BEGIN

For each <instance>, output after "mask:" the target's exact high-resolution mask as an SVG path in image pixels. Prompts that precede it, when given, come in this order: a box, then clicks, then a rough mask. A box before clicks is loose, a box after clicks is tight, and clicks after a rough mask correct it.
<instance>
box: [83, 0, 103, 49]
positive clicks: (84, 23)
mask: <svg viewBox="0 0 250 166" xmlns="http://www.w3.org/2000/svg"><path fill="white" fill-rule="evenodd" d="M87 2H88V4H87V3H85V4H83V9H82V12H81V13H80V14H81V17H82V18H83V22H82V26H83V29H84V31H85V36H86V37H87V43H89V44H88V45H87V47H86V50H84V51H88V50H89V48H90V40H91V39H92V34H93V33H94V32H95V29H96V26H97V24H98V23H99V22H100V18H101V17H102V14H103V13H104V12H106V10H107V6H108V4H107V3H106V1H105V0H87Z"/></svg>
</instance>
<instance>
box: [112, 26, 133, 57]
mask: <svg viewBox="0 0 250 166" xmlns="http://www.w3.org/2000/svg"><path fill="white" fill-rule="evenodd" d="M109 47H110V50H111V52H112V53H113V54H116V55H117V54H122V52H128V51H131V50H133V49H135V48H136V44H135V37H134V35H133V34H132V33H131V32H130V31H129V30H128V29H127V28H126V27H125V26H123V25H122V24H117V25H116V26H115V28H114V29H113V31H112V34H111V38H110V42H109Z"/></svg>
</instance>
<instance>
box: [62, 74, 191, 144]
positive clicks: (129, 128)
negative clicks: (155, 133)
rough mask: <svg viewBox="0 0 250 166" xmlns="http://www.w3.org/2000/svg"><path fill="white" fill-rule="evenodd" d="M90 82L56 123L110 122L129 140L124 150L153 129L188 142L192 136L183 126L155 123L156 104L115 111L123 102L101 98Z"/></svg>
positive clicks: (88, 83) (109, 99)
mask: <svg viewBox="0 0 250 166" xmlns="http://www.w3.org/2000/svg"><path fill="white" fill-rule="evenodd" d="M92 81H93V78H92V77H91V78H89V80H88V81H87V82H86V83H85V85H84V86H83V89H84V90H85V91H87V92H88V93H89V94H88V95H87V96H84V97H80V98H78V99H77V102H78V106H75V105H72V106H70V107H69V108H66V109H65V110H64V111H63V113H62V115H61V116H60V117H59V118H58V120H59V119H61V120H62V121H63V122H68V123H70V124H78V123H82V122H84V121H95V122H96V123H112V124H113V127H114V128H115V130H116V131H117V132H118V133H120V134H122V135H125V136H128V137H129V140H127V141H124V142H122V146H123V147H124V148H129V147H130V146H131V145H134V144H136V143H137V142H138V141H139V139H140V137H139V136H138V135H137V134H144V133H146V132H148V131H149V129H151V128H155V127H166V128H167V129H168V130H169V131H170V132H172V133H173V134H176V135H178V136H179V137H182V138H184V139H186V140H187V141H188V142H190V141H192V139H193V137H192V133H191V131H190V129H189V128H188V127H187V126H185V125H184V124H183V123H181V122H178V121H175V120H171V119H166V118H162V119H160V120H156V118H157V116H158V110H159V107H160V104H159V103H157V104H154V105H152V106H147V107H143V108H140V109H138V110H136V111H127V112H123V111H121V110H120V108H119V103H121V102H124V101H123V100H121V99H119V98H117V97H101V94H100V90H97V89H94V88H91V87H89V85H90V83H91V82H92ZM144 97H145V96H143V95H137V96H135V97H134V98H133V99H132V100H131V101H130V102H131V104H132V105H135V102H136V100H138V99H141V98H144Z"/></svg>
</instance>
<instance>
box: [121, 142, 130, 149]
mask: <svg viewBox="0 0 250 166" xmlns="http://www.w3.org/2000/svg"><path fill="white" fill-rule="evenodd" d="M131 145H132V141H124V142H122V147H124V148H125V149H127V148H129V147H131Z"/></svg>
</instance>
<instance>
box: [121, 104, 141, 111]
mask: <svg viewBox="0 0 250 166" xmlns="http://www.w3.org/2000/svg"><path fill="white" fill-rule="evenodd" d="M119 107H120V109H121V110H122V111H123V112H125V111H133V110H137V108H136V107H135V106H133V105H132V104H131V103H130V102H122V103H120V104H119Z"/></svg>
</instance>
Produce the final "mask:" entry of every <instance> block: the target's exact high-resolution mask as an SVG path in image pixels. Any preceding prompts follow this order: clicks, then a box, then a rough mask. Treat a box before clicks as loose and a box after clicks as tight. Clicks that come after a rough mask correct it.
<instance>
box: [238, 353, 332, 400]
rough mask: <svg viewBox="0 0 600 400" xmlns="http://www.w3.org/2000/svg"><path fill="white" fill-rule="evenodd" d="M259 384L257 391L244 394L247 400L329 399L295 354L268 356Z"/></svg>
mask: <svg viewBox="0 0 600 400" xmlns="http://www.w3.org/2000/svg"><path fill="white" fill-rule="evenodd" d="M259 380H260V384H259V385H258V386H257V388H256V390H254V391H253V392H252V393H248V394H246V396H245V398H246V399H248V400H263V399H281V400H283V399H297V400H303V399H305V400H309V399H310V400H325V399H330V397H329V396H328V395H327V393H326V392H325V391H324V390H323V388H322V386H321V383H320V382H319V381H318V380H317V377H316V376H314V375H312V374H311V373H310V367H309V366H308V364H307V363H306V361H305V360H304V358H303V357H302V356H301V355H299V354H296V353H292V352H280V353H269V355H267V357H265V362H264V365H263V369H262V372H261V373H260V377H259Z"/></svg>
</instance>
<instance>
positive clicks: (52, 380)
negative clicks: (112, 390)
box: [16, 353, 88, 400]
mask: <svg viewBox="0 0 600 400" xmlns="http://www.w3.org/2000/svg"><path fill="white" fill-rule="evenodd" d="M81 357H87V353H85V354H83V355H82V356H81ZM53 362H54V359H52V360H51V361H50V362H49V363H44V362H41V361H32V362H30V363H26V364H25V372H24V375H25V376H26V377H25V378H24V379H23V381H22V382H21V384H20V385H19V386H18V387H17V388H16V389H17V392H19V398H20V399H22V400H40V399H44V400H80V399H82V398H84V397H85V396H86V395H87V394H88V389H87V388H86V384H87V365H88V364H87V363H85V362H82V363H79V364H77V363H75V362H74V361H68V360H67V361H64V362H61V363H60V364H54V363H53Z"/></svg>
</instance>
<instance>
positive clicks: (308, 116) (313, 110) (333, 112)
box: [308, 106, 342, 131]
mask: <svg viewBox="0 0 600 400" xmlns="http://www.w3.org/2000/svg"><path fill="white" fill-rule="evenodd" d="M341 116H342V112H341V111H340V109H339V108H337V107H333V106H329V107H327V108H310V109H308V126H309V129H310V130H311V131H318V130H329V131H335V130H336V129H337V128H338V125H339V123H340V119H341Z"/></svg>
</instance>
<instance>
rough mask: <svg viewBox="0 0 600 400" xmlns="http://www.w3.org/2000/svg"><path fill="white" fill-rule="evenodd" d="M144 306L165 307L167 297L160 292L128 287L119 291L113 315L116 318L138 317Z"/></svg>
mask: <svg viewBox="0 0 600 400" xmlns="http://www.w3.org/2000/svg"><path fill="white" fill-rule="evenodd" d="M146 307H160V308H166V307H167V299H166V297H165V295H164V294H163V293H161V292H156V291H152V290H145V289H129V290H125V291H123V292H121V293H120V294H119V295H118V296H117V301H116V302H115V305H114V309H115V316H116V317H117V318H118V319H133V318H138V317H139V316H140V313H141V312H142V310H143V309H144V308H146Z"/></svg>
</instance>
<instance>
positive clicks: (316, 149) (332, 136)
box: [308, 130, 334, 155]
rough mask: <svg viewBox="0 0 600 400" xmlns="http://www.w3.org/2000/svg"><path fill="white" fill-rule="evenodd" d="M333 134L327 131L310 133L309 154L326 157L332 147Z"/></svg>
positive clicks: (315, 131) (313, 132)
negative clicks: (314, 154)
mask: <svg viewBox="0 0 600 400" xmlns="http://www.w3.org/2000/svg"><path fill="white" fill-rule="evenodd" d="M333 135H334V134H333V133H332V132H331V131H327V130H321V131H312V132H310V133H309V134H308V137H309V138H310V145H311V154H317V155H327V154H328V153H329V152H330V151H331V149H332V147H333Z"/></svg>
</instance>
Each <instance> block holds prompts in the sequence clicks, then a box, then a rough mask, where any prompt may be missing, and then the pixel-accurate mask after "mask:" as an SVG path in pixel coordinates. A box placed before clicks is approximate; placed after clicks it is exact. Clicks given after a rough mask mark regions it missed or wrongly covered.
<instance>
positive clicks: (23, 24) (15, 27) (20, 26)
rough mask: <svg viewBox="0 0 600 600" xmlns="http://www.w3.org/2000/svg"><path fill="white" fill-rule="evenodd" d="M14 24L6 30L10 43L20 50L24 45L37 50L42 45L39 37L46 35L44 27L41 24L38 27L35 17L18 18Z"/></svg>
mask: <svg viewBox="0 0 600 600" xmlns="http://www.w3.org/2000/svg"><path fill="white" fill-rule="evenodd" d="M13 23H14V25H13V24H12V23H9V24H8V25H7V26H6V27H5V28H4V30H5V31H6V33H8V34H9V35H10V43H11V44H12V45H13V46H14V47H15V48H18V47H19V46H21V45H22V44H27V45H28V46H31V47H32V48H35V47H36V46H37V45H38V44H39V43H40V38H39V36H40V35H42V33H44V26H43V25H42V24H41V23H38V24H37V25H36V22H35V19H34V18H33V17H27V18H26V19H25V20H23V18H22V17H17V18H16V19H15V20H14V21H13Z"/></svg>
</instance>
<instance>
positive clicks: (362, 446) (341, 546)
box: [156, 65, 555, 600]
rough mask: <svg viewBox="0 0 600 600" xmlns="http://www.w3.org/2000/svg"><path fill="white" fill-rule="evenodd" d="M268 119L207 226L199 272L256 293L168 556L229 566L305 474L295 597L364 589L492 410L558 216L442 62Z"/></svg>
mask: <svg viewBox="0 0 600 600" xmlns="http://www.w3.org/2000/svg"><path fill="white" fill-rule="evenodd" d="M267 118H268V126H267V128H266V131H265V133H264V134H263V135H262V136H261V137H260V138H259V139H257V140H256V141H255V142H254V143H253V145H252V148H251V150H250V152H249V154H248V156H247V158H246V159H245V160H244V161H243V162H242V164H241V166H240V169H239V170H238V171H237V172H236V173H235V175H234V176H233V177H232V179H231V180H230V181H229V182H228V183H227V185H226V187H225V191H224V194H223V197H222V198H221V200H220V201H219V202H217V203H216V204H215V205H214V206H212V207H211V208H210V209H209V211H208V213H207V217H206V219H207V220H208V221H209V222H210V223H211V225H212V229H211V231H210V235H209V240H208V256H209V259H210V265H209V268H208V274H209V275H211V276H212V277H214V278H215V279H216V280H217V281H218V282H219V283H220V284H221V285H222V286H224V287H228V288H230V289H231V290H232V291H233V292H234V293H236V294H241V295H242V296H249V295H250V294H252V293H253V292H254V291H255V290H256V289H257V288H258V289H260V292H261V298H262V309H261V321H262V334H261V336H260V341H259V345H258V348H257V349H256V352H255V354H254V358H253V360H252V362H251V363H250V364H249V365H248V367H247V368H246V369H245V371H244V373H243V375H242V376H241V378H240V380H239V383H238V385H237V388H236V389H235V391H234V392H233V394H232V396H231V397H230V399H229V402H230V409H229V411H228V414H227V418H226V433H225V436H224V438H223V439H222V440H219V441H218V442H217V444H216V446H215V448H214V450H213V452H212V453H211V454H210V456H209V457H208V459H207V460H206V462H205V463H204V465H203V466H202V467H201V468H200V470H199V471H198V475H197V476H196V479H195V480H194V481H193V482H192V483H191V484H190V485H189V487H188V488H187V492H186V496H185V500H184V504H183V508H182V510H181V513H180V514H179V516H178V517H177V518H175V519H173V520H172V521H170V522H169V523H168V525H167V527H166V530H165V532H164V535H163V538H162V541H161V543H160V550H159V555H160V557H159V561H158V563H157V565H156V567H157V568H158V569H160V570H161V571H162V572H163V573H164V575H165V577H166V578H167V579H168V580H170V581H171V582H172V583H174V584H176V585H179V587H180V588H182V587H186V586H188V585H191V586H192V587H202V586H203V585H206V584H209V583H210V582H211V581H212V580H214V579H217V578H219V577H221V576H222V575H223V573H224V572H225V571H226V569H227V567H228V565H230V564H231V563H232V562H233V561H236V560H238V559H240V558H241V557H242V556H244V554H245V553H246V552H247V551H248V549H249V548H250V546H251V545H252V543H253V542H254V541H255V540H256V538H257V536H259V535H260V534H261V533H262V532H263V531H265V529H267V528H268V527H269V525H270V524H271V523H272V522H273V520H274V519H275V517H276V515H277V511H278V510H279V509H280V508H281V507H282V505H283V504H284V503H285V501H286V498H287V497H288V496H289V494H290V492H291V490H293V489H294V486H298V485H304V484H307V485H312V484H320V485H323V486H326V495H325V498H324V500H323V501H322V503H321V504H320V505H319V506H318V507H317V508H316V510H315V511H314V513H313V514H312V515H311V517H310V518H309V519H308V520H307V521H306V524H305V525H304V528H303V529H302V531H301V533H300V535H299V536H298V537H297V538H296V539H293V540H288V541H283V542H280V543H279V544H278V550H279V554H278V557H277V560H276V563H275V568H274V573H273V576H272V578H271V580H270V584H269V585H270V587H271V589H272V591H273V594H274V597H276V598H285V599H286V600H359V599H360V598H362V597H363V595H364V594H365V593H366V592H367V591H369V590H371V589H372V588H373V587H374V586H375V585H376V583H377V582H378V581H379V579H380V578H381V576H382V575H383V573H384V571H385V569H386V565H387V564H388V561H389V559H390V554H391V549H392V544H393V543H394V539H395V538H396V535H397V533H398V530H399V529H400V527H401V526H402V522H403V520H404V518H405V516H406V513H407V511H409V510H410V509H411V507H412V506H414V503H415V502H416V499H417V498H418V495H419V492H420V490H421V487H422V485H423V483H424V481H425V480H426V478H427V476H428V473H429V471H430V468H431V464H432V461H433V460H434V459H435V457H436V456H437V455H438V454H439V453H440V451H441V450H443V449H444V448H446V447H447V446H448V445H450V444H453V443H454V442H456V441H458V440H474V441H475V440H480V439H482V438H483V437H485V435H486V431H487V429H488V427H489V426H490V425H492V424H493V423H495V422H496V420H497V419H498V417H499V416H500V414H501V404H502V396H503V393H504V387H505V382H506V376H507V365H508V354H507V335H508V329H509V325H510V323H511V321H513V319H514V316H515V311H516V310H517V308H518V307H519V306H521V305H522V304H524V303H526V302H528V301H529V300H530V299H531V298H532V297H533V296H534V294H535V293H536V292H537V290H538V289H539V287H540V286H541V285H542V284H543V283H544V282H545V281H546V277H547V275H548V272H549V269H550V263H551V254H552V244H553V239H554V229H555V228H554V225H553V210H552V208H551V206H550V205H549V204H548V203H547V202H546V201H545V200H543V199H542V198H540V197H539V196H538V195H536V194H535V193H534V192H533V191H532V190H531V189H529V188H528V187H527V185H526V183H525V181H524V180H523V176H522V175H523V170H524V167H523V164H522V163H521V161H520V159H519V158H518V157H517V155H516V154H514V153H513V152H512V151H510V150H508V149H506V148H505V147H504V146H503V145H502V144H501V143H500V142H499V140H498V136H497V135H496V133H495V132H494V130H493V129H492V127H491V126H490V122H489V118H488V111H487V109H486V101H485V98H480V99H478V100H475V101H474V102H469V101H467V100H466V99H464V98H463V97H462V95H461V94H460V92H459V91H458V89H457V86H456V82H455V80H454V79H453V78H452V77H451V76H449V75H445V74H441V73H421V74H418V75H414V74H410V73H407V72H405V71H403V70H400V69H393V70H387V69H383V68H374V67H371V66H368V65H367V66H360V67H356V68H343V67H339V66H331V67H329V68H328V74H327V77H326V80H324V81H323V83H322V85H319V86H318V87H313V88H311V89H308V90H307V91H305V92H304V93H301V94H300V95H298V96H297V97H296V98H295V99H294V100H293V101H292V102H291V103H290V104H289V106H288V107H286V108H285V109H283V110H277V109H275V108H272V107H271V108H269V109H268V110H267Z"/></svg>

END

**What you have to do**
Beginning at the top of the entries above, output each line exactly, and end with the line in which "box: [83, 0, 103, 49]" appears.

**Finished exercise**
For each <instance>, output after "mask:" the target's exact high-resolution mask as an SVG path in image pixels. Prompts that precede it, when given, come in this order: a box, then clicks, then a rough mask. A box before clicks is loose, a box after clicks is tight, and clicks after a rough mask correct it.
<instance>
box: [83, 0, 103, 49]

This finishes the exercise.